**WHAT IS REQUIRED**
Write the data out again in full, with no departure from the original.

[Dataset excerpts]
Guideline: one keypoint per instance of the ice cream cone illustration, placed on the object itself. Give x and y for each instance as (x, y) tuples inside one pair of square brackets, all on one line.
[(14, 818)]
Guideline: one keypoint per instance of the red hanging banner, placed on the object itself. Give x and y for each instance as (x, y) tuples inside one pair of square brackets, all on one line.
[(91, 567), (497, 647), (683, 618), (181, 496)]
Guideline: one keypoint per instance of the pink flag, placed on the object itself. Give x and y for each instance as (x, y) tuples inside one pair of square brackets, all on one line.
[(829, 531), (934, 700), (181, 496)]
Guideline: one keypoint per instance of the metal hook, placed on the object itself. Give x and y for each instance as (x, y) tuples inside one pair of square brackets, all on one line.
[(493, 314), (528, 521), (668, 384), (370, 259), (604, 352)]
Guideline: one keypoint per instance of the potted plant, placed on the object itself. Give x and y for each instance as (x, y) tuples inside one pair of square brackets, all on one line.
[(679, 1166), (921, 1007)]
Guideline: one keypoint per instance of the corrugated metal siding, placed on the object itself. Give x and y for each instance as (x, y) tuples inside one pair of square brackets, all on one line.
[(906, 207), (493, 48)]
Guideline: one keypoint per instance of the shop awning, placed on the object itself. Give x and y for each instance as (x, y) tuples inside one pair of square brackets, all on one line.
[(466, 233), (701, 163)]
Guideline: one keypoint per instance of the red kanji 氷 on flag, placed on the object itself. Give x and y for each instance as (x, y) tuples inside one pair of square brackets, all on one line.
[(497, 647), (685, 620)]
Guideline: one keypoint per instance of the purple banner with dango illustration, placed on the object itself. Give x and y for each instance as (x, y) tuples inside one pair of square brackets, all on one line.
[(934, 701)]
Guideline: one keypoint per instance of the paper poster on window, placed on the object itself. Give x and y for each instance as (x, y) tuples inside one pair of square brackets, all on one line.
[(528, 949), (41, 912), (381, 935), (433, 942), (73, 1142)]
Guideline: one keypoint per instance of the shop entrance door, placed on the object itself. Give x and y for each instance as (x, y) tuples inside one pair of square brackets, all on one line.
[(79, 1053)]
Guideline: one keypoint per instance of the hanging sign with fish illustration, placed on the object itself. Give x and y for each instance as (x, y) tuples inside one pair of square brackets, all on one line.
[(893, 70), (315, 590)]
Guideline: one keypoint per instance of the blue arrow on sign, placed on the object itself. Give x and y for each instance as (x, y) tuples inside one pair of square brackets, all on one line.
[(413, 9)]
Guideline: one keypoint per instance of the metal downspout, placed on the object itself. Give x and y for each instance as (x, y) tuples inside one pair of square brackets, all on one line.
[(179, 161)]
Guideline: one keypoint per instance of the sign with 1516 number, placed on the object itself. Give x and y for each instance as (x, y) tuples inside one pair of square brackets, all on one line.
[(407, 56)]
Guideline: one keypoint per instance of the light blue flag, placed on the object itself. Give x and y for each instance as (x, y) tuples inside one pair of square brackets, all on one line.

**YOUR RESPONSE**
Guideline: one keypoint per instance of the ice cream cone illustration, placed on the object itself. Give x and y for each instance as (x, y) tuples inside one pair of square brackets, all on one line.
[(14, 818)]
Guideline: one keypoint per instance of the red hanging banner, placed on the object itself. Give x and y for each instance as (x, y) tuples inside one pair of square brackets, all on one line.
[(91, 567), (497, 647), (683, 618), (181, 496)]
Guideline: one keypoint per instance of the pink flag, placed on the object itself. Give x and y for each instance as (x, y) tuples inside one pair of square brackets, all on one line.
[(829, 531), (934, 700), (181, 496)]
Guideline: one keypoint per instance of the metal hook, placed on the object itself. Give x and y for each instance as (x, y) tuples inside one pair of square brackets, all on one line.
[(493, 314), (528, 521), (668, 384), (370, 259), (604, 352)]
Guideline: one keypoint per instance of the potted plant, placed on the object itself. Give x and y for each instance as (x, y) tuples inside one pair of square brackets, all on one line.
[(679, 1166), (921, 1007)]
Guideline: one keypoint per instance of the corrugated metal siding, placed on the object itself. Give x and y for each instance as (x, y) tuples inside one pair of square brackets, all on one line.
[(906, 207), (493, 48)]
Guideline: one keypoint per instance of the shop awning, placed on the object itself. Give x and y for each instance as (x, y) tuples inside one pair of square brackets, all on one line.
[(466, 233), (701, 163)]
Guideline: one keypoint per instance of the red kanji 氷 on flag, placed on the object itself. Give x and y for each instance as (x, y) tuples inside one pair of square brackets, all on one line.
[(497, 647), (685, 620)]
Guideline: one keypoint per instance of the purple banner with dango illustration, placed on the object itself. Give x and y for each instance as (x, y) tuples inside one pair of square brackets, all on one line.
[(934, 701)]
Guideline: one keypoint per instance of the paper poster on window, placed on the object itself. Give x and y for each instance as (x, y) tuples inside one pair of square brackets, all on one line.
[(528, 949), (41, 912), (381, 935), (433, 942), (73, 1142)]
Guideline: one keypoint per instance of the shop entrance door, placed on the object itself. Give x and y for each instance as (x, y) tuples inside one pair of square brackets, all on one line.
[(79, 1053)]
Guideline: one keypoint per instance of the hanging sign with fish illustration, placed on the object itself. Give x and y for each instance as (x, y) tuples inside one pair of square brackets, all on one line.
[(893, 70), (315, 590)]
Guideline: one keypoint per instance of the blue arrow on sign, placed on the object itself. Give x and y for each instance as (x, y) tuples inside one pair of square brackets, all on one line.
[(413, 9)]
Guideline: one keypoint per instance of the metal downspout, placed on the object itself. Give x and y for each instance as (x, y) tuples inside one pair of square brackets, all on one line.
[(179, 161)]
Guideline: one keypoint per instance of the sign with 1516 number, placed on the object itself. Give x and y for each instance as (x, y) tuples inside one pair of square brackets, all on one line.
[(407, 56)]
Guideline: one keypoint per instance of the light blue flag, placed on the object itself. Give x and y for each instance as (x, y) tuples inside one pair of square brackets, all on one line.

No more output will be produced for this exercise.